- **Written request a**: List every code comment (each line beginning with //) in the excerpt on composite aggregations, without the slashes.

The shard-level cost is proportional to: unique_versions x unique_content_types x docs_per_bucket. Each combination requires scanning doc values. The coordinating node must merge (unique_versions x unique_content_types) buckets from every shard.
Composite aggregations solve the memory problem by paginating through the Cartesian product of multiple fields. Instead of materializing all combinations in memory, the composite aggregation returns a page of results sorted by the composite key, with an after_key for the next page.
The Implementation
Multi-Level Faceted Navigation
// HARDENED: Version → Content Type faceted navigation
// Uses composite aggregation for bounded memory usage
public record VersionFacet(
String version,
Map<String, Long> contentTypeCounts
) {}
public List<VersionFacet> browseByVersion(String tenantId) throws IOException {
List<VersionFacet> allFacets = new ArrayList<>();
Map<String, JsonData> afterKey = null;
do {
var compositeBuilder = CompositeAggregation.of(c -> {
c.size(50);
c.sources(Map.of(
"version", CompositeAggregationSource.of(cs -> cs
.terms(t -> t.field("version").order(SortOrder.Desc))
),
"content_type", CompositeAggregationSource.of(cs -> cs
.terms(t -> t.field("content_type"))
)
));
if (afterKey != null) {
c.after(afterKey);
}
return c;
});
SearchResponse<Void> response = client.search(s -> s
.index("docs-v1")
.routing(tenantId)
.size(0)
.query(q -> q.term(t -> t.field("tenant_id").value(tenantId)))
.aggregations("version_content", a -> a.composite(compositeBuilder)),
Void.class
);
var composite = response.aggregations().get("version_content").composite();
// Group flat composite buckets into hierarchical VersionFacets
Map<String, Map<String, Long>> grouped = new LinkedHashMap<>();
for (var bucket : composite.buckets().array()) {
String version = bucket.key().get("version").to(String.class);
String contentType = bucket.key().get("content_type").to(String.class);
grouped.computeIfAbsent(version, k -> new LinkedHashMap<>())
.put(contentType, bucket.docCount());
}
for (var entry : grouped.entrySet()) {
allFacets.add(new VersionFacet(entry.getKey(), entry.getValue()));
}
afterKey = composite.afterKey();
} while (afterKey != null && !afterKey.isEmpty());
return allFacets;
}
Date Histogram for Changelog Timeline
// Monthly changelog activity with document count per content type
SearchRequest changelogTimeline = SearchRequest.of(s -> s
.index("docs-v1")
.routing(tenantId)

- **Written request b**: In the records below, write out every line from the one containing "the navy blue" through the final line of the records.

- **Task material**:
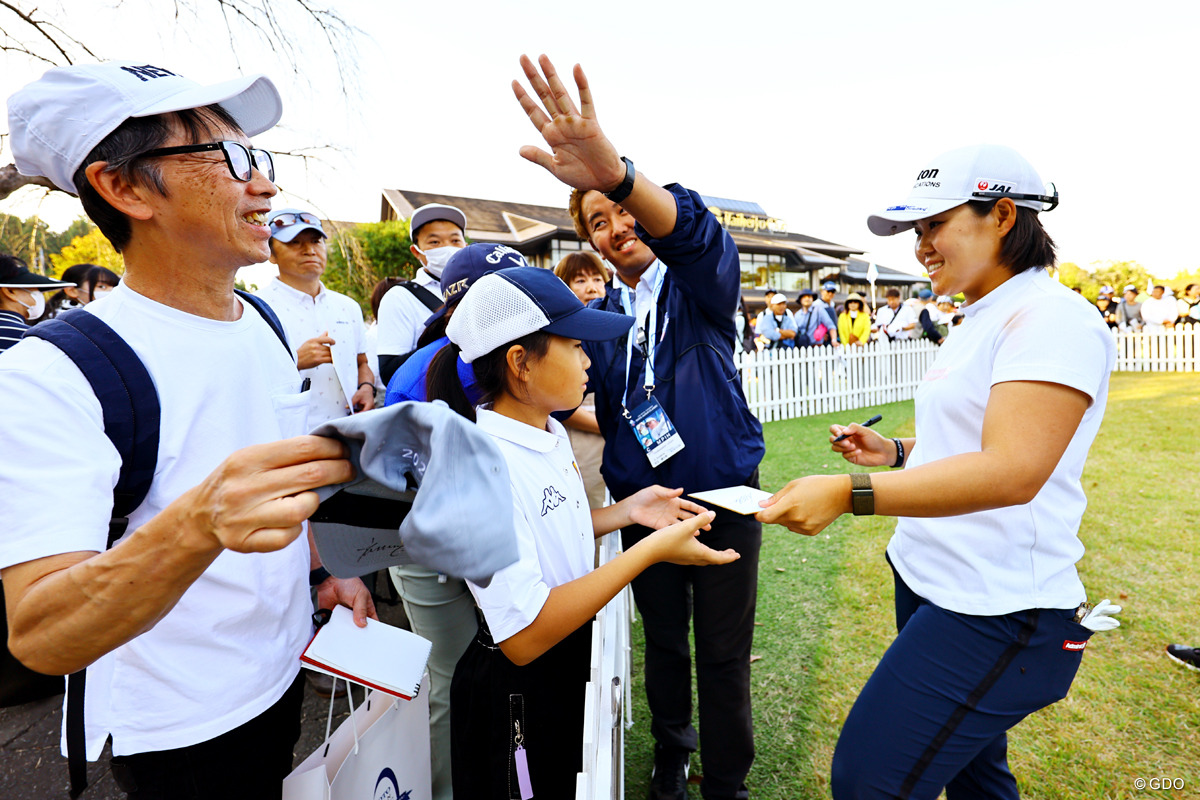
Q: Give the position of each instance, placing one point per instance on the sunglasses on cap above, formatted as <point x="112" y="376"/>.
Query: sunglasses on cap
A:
<point x="239" y="158"/>
<point x="288" y="218"/>
<point x="1049" y="200"/>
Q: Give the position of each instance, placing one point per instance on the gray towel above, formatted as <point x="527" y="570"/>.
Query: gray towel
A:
<point x="431" y="488"/>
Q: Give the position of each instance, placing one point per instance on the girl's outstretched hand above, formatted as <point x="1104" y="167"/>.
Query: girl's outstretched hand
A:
<point x="657" y="506"/>
<point x="678" y="545"/>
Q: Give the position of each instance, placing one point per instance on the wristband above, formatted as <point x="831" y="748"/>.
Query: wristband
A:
<point x="862" y="494"/>
<point x="627" y="186"/>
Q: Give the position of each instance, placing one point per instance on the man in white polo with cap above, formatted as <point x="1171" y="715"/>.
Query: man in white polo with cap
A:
<point x="437" y="232"/>
<point x="190" y="627"/>
<point x="324" y="328"/>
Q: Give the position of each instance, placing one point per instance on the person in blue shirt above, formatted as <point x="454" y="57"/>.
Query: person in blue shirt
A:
<point x="679" y="277"/>
<point x="439" y="607"/>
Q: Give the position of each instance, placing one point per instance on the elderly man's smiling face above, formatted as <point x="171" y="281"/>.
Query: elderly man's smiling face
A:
<point x="208" y="210"/>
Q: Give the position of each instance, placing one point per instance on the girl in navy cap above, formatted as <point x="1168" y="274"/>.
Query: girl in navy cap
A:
<point x="517" y="695"/>
<point x="989" y="605"/>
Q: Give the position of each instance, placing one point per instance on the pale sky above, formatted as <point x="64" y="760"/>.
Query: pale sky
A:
<point x="820" y="114"/>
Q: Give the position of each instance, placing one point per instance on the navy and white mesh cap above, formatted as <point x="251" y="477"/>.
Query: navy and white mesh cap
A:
<point x="953" y="178"/>
<point x="57" y="120"/>
<point x="502" y="307"/>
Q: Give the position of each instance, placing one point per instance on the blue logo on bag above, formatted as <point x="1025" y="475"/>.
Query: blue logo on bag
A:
<point x="388" y="787"/>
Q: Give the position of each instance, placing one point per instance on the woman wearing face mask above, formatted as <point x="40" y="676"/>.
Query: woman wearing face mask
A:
<point x="70" y="296"/>
<point x="438" y="232"/>
<point x="21" y="298"/>
<point x="99" y="283"/>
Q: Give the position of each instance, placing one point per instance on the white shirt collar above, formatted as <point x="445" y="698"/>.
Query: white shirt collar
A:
<point x="520" y="433"/>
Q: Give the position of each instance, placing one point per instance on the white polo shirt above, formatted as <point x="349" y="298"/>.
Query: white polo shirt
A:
<point x="231" y="647"/>
<point x="556" y="540"/>
<point x="305" y="317"/>
<point x="999" y="561"/>
<point x="402" y="316"/>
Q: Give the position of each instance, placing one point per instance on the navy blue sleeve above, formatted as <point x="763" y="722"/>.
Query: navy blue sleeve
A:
<point x="701" y="257"/>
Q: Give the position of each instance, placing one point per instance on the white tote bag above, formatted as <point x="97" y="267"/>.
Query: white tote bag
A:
<point x="382" y="752"/>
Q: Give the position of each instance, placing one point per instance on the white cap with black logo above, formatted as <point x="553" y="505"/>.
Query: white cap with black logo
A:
<point x="983" y="172"/>
<point x="57" y="120"/>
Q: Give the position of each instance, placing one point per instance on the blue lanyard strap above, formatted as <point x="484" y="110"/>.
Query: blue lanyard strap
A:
<point x="651" y="337"/>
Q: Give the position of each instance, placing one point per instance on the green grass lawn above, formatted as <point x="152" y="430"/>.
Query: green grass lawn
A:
<point x="826" y="617"/>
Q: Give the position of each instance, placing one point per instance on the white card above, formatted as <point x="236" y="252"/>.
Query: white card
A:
<point x="741" y="499"/>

- **Worked answer a**:
HARDENED: Version → Content Type faceted navigation
Uses composite aggregation for bounded memory usage
Group flat composite buckets into hierarchical VersionFacets
Monthly changelog activity with document count per content type

- **Worked answer b**:
Q: Give the position of each instance, placing one point per instance on the navy blue sleeve above, formatted as <point x="763" y="722"/>.
Query: navy blue sleeve
A:
<point x="701" y="257"/>
Q: Give the position of each instance, placing one point per instance on the white tote bag above, formatted as <point x="97" y="267"/>.
Query: white tote bag
A:
<point x="382" y="752"/>
Q: Give the position of each instance, placing one point per instance on the white cap with black logo above, formatted as <point x="553" y="505"/>.
Query: white cap with black logo
A:
<point x="983" y="172"/>
<point x="57" y="120"/>
Q: Give the position of each instance, placing one point per instance on the blue lanyard strap above, formatted as <point x="484" y="110"/>.
Query: blue lanyard strap
A:
<point x="651" y="337"/>
Q: Give the position of each instance, placing one point per instance on the green grass lawn above, formatted as <point x="152" y="430"/>.
Query: green grass lawn
A:
<point x="826" y="617"/>
Q: Give the position of each instance, placing one point per instance on the white card above, formatted as <point x="236" y="252"/>.
Query: white card
A:
<point x="741" y="499"/>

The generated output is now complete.